» **PROBLEM**: Copy the records below line for line, without changing anything.

[Entries from a point annotation set]

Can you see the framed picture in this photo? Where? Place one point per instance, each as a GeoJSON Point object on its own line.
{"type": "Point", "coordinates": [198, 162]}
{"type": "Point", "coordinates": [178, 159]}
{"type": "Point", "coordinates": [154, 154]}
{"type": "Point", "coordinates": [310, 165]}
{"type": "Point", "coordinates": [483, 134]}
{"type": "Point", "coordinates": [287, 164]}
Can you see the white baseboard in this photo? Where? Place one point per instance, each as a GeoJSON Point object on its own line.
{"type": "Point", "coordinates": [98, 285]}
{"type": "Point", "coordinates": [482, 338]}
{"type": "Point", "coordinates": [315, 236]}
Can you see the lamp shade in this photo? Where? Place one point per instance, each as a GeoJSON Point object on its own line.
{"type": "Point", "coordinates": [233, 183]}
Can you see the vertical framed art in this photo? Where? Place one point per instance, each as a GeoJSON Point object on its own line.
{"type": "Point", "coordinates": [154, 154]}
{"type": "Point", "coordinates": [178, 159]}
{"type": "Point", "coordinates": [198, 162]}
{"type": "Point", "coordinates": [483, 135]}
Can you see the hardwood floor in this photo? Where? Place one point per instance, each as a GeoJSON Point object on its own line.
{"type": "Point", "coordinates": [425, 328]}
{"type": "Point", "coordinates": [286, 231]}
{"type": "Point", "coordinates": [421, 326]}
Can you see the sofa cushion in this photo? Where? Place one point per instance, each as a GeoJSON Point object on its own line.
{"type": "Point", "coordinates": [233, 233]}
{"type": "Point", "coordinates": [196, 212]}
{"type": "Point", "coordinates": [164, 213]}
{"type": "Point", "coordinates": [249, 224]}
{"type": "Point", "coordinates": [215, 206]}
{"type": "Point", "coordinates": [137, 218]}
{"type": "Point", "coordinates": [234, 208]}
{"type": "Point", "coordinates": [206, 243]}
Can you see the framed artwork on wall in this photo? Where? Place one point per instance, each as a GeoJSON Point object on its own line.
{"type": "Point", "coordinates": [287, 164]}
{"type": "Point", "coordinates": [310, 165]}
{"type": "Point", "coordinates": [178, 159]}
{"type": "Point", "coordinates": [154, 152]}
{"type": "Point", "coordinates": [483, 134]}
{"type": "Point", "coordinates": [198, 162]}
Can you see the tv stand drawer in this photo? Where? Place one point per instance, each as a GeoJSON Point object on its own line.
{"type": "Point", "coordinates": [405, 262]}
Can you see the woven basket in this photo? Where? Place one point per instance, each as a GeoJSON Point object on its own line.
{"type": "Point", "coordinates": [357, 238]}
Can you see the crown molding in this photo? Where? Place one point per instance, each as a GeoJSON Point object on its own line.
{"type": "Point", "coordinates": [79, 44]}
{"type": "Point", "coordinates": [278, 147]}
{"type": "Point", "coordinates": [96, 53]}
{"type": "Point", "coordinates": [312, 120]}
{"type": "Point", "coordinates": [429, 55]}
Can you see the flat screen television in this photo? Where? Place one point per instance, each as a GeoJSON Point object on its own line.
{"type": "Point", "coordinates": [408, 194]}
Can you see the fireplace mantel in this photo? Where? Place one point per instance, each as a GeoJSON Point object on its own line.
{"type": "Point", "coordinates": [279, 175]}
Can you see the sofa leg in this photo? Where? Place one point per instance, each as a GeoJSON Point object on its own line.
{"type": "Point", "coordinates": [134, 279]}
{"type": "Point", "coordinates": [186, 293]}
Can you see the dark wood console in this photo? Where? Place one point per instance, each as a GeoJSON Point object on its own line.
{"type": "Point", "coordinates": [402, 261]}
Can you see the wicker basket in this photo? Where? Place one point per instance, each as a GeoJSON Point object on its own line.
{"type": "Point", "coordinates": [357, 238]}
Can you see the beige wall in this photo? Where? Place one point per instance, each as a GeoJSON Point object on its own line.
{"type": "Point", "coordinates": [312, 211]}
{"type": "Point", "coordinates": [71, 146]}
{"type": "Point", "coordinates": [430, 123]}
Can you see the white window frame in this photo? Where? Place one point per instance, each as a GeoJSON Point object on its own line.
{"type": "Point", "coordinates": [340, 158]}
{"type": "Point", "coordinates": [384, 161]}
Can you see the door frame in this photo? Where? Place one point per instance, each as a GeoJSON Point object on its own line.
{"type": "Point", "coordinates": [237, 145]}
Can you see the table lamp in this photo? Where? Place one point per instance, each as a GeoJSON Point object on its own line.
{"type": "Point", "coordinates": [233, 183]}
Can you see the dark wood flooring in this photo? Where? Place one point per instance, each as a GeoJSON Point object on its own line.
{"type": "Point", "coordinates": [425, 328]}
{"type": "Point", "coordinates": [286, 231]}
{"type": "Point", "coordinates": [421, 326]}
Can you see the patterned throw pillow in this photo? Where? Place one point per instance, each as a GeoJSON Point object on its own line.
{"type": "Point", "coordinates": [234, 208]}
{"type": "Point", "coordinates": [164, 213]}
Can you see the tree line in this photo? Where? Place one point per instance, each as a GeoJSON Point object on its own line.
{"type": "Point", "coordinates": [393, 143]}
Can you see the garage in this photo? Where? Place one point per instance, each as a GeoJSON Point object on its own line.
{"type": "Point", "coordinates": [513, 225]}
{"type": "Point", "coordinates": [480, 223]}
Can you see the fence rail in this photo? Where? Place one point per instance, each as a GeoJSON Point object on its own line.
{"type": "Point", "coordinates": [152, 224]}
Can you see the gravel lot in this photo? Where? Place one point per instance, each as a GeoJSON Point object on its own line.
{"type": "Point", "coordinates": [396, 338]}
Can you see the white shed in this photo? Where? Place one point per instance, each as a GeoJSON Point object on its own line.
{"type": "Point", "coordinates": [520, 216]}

» **THE RESPONSE**:
Can you see the framed picture in this photo? Where? Place one point per instance, each as a GeoJSON Point object on its own line.
{"type": "Point", "coordinates": [198, 162]}
{"type": "Point", "coordinates": [178, 159]}
{"type": "Point", "coordinates": [154, 154]}
{"type": "Point", "coordinates": [310, 165]}
{"type": "Point", "coordinates": [483, 134]}
{"type": "Point", "coordinates": [287, 164]}
Can you see the white baseboard in this photo? Where? Place one point per instance, each as a GeoJSON Point object on its own line.
{"type": "Point", "coordinates": [98, 285]}
{"type": "Point", "coordinates": [482, 338]}
{"type": "Point", "coordinates": [315, 236]}
Can you see the lamp shade in this photo? Where? Place one point per instance, each as a GeoJSON Point object on its own line.
{"type": "Point", "coordinates": [233, 183]}
Can you see the vertical framed art in this photo? Where? Place one point per instance, each as a GeoJSON Point object on its own line.
{"type": "Point", "coordinates": [154, 154]}
{"type": "Point", "coordinates": [178, 159]}
{"type": "Point", "coordinates": [198, 162]}
{"type": "Point", "coordinates": [483, 135]}
Can you see the hardwood floor in this photo? Where? Place one point per instance, each as a GeoJSON Point object on its own line.
{"type": "Point", "coordinates": [425, 328]}
{"type": "Point", "coordinates": [286, 231]}
{"type": "Point", "coordinates": [421, 326]}
Can you see the sofa cushion in this photo? Where? Place one point per instance, each as a GeoJSON Point object on its own line.
{"type": "Point", "coordinates": [233, 233]}
{"type": "Point", "coordinates": [196, 212]}
{"type": "Point", "coordinates": [164, 213]}
{"type": "Point", "coordinates": [249, 224]}
{"type": "Point", "coordinates": [215, 206]}
{"type": "Point", "coordinates": [137, 218]}
{"type": "Point", "coordinates": [234, 208]}
{"type": "Point", "coordinates": [206, 243]}
Can you see the framed artwork on wall in this photo? Where? Place one point per instance, each as a GeoJSON Point object on its own line.
{"type": "Point", "coordinates": [287, 164]}
{"type": "Point", "coordinates": [310, 165]}
{"type": "Point", "coordinates": [178, 159]}
{"type": "Point", "coordinates": [154, 152]}
{"type": "Point", "coordinates": [483, 134]}
{"type": "Point", "coordinates": [198, 162]}
Can you see the tv stand drawer in this photo? Where? Place one point per instance, each as a GeoJSON Point object on its own line.
{"type": "Point", "coordinates": [405, 262]}
Can you see the woven basket in this photo? Where? Place one point per instance, each as a GeoJSON Point object on its own line.
{"type": "Point", "coordinates": [357, 238]}
Can you see the crown molding in this photo? Where? Place one point per instance, each as a GeoJSON Point object on its own line.
{"type": "Point", "coordinates": [79, 44]}
{"type": "Point", "coordinates": [278, 147]}
{"type": "Point", "coordinates": [96, 53]}
{"type": "Point", "coordinates": [312, 120]}
{"type": "Point", "coordinates": [429, 55]}
Can you see the flat screen television in this photo? Where? Place one point per instance, each as a GeoJSON Point object on its own line.
{"type": "Point", "coordinates": [408, 194]}
Can you see the fireplace mantel in this photo? Where? Place one point per instance, each as a GeoJSON Point object on its own line.
{"type": "Point", "coordinates": [279, 175]}
Can you see the sofa leg in this photo? Where? Place one point per instance, each as a GeoJSON Point object on its own line.
{"type": "Point", "coordinates": [134, 279]}
{"type": "Point", "coordinates": [186, 293]}
Can you see the dark wood console in this photo? Where? Place one point per instance, each as a GeoJSON Point object on its own line.
{"type": "Point", "coordinates": [402, 261]}
Can you see the wicker basket in this photo? Where? Place one point per instance, each as a GeoJSON Point object on its own line.
{"type": "Point", "coordinates": [357, 238]}
Can you see the beige wall in this photo? Where? Place one point per instance, each as a GeoJSON Point object on its own line.
{"type": "Point", "coordinates": [312, 211]}
{"type": "Point", "coordinates": [71, 146]}
{"type": "Point", "coordinates": [430, 123]}
Can you see the white window frame in this photo? Where? Place one point per instance, each as a GeoJSON Point object on its own line.
{"type": "Point", "coordinates": [340, 158]}
{"type": "Point", "coordinates": [384, 161]}
Can you see the door frame in this photo? Where? Place one point per instance, each as a GeoJSON Point object on its own line.
{"type": "Point", "coordinates": [237, 145]}
Can you see the table lamp in this photo? Where? Place one point per instance, each as a GeoJSON Point object on its own line.
{"type": "Point", "coordinates": [233, 183]}
Can you see the dark wood flooring in this photo? Where? Place one point per instance, each as a GeoJSON Point object on its own line.
{"type": "Point", "coordinates": [425, 328]}
{"type": "Point", "coordinates": [286, 231]}
{"type": "Point", "coordinates": [421, 326]}
Can you see the patterned throw pillow in this photo? Where? Place one point per instance, each as a GeoJSON Point object on its own line.
{"type": "Point", "coordinates": [234, 208]}
{"type": "Point", "coordinates": [164, 213]}
Can you see the tree line in this photo? Where? Place one point per instance, each as a GeoJSON Point object on its own line.
{"type": "Point", "coordinates": [393, 143]}
Can you see the garage in this photo? Where? Place one point per instance, each as a GeoJSON Point object on its own line.
{"type": "Point", "coordinates": [513, 225]}
{"type": "Point", "coordinates": [480, 223]}
Can you see the fence rail in this photo? Where? Place one point per instance, each as a GeoJSON Point object on its own line.
{"type": "Point", "coordinates": [152, 224]}
Can you see the gravel lot in this photo? Where? Place one point per instance, each as a GeoJSON Point object on its own line.
{"type": "Point", "coordinates": [396, 338]}
Can you see the white shed in this photo? Where? Place one point per instance, each as a GeoJSON Point object on its own line.
{"type": "Point", "coordinates": [520, 216]}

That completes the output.